▸ Tarefa proposta A:
Indique se cada afirmação abaixo concorda com o trecho sobre a reabertura da economia na pandemia de covid-19, respondendo sim ou não e citando literalmente as palavras do trecho que decidem a questão. (i) Em Minas Gerais, o número de mortes quadruplicou entre 1º e 26 de junho. (ii) O decreto de Goiás determina que os serviços não essenciais fiquem fechados por 30 dias seguidos. (iii) Segundo Souza, o reflexo de abrir a economia começa a ser sentido de 3 a 5 dias depois.
▸ Tarefa proposta B:
Reproduza, sem qualquer alteração, a parte do trecho sobre a reabertura da economia na pandemia de covid-19 que começa em "Além disso, abrir" e termina em "do Paraná (UFPR).".

Pouco tempo depois o que se viu foi uma explosão de casos e de mortes que passaram dos 600%. Como medida para frear o contágio, deram um passo atrás. O 'fecha, abre e fecha' gera incerteza financeira para os estabelecimentos e deixa muitos consumidores sem saber se é seguro sair de casa.
Além disso, abrir precocemente é receita para uma alta de casos, como explica Emanuel Maltempi de Souza, professor do Departamento de Bioquímica e Biologia Molecular e presidente da Comissão de Acompanhamento e Controle de Propagação do Coronavírus na Universidade Federal do Paraná (UFPR).
"Do ponto de vista da transmissão, o reflexo de abrir a economia começa a ser sentido de 10 a 12 dias depois. Ou seja, eu não posso afirmar com certeza, mas existe uma relação entre o aumento de casos e o fim do distanciamento social. O ideal seria fechar tudo e ampliar a testagem de forma rápida para saber onde estão os focos de contágio", avalia Souza.
Minas Gerais tinha 10.670 casos confirmados e 206 mortes por covid-19 no 1º de junho, quando passava pelo processo de reabertura da economia. Quase um mês depois, no dia 26 de junho, o número de infectados saltou para 38.891 e o de óbitos quadruplicou para 833. Foi quando o governo do estado decidiu fechar novamente várias regiões, incluindo a capital, Belo Horizonte.
Outro estado que também viu o número de casos crescer foi Goiás. No começo de junho a Secretaria da Saúde registrava 3.906 casos e 204 mortes pela doença.
Nesta época havia um processo de flexibilização da quarentena. Após 30 dias, o número de casos cresceu 625%, passando para 24.381. Já o número de mortes subiu para 1.374.
Para frear o avanço da doença, o governo de Goiás publicou um decreto, em vigor desde o dia 30 de junho, com uma medida inusitada: fechamento alternado dos serviços não essenciais. A norma determina que estes estabelecimentos, como shoppings, bares e restaurantes, ficam fechados por 14 dias, para depois ficarem abertos por outros 14 dias. A ver qual será o resultado.
O professor da UFPR que estuda a covid-19 destaca que o SARS-CoV-2 se comporta de uma maneira diferente do vírus da gripe. Por isso, a abertura de atividades com aglomeração requer muito cuidado.
"A transmissão ocorre de pessoa para pessoa. Então é difícil que a gente tenha de volta de forma rápida atividades com aglomerações, com jogos de futebol, por exemplo, mesmo em baixo nível de novos casos. O coronavírus afeta de forma grave uma pequena parte dos infectados, mas a mortalidade nestes pacientes graves é muito alta", diz.
Em Santa Catarina, a reabertura dos shoppings teve festa e causou aglomerações em Blumenau, no Vale do Itajaí.

Entradas do conjunto de dados
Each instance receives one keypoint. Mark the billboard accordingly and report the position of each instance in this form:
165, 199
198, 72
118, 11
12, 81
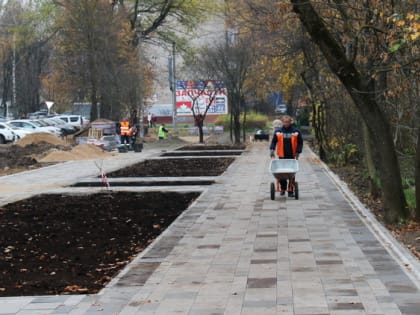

▸ Resposta da tarefa A:
(i) Sim: "o de óbitos quadruplicou para 833".
(ii) Não: "ficam fechados por 14 dias, para depois ficarem abertos por outros 14 dias".
(iii) Não: "o reflexo de abrir a economia começa a ser sentido de 10 a 12 dias depois".

▸ Resposta da tarefa B:
Além disso, abrir precocemente é receita para uma alta de casos, como explica Emanuel Maltempi de Souza, professor do Departamento de Bioquímica e Biologia Molecular e presidente da Comissão de Acompanhamento e Controle de Propagação do Coronavírus na Universidade Federal do Paraná (UFPR).